#### WHAT TO WORK ON
A stretch of the entries below is to be set down exactly, running from the line with "Every instance of the gold" through the line with "Target: tree foliage", both included, and no other line.

── RECORDS TO USE ──

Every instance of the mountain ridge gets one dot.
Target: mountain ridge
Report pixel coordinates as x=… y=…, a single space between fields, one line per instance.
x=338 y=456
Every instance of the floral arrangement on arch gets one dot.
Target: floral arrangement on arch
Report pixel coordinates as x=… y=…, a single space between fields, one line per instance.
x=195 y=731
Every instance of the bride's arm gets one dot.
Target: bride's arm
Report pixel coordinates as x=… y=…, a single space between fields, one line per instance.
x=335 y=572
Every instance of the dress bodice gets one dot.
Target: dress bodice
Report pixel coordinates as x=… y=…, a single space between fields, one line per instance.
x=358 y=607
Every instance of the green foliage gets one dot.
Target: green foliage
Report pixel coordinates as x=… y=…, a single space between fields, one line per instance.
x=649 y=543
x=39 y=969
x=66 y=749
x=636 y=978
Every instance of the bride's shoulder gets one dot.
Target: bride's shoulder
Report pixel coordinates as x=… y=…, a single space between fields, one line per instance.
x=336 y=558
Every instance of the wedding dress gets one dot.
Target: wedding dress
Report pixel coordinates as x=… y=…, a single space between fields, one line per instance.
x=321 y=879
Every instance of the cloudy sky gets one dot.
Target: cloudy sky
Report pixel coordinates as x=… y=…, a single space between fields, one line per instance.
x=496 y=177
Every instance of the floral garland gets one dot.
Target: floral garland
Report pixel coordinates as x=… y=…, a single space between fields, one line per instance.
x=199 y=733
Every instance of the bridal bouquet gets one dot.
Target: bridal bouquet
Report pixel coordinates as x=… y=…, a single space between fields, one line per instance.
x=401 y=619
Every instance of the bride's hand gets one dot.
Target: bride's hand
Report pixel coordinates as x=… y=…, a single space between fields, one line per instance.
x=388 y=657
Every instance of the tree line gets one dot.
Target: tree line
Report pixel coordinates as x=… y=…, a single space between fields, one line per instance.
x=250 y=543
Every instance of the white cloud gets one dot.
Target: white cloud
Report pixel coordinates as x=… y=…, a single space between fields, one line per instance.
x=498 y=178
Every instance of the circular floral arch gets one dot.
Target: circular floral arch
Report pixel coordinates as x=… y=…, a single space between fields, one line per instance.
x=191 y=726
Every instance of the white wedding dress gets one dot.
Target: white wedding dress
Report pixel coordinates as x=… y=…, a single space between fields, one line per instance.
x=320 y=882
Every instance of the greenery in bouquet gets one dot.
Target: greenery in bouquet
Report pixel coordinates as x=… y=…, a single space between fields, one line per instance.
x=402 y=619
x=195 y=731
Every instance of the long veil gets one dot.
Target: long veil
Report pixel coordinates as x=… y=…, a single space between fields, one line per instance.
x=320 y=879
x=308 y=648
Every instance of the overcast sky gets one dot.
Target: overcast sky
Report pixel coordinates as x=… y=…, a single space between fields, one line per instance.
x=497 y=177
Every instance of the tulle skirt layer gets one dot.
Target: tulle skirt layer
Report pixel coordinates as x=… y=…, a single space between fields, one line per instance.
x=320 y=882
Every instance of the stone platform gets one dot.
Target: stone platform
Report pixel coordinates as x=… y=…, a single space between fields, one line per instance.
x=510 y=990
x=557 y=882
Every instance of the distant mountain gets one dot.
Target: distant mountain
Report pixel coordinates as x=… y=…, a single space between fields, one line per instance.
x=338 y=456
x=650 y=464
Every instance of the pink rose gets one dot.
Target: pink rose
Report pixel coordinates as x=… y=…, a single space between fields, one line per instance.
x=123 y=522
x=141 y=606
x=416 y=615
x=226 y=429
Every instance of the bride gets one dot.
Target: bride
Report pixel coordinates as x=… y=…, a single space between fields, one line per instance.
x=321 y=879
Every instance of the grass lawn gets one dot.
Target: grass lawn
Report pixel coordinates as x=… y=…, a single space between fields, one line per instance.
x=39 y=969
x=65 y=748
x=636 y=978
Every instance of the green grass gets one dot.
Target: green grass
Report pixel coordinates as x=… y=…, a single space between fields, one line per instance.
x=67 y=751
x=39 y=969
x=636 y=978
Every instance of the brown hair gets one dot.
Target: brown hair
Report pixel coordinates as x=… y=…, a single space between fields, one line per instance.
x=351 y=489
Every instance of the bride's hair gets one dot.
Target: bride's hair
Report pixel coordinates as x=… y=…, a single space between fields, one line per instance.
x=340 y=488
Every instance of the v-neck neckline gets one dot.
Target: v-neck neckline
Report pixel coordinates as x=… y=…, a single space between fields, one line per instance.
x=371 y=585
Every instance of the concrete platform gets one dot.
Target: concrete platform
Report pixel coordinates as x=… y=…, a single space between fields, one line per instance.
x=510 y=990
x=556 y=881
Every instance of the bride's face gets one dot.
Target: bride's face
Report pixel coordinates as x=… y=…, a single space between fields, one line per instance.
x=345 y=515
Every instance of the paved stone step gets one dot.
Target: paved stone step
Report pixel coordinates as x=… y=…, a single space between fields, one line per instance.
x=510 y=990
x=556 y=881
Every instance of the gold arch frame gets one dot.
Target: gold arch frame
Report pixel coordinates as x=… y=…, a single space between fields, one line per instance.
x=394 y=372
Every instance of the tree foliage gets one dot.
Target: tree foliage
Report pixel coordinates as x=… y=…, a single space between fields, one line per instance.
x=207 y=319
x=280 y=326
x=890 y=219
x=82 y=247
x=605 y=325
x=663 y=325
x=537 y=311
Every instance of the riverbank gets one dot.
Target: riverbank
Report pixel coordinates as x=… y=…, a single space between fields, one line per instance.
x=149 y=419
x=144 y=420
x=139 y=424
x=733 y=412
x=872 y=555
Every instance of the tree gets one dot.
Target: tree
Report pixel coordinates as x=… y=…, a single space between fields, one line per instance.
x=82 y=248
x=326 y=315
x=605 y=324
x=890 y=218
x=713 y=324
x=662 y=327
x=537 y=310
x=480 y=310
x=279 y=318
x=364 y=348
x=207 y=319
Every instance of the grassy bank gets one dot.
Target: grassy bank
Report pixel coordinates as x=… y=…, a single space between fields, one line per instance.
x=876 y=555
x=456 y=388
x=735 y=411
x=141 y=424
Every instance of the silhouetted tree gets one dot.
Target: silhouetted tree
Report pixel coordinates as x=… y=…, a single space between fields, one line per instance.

───

#### EXPECTED OUTPUT
Every instance of the gold arch frame gets one dot.
Target: gold arch frame
Report pixel coordinates as x=… y=…, a single space between fields, one line per instance.
x=394 y=372
Every instance of the tree foliage gets one dot.
Target: tree foliage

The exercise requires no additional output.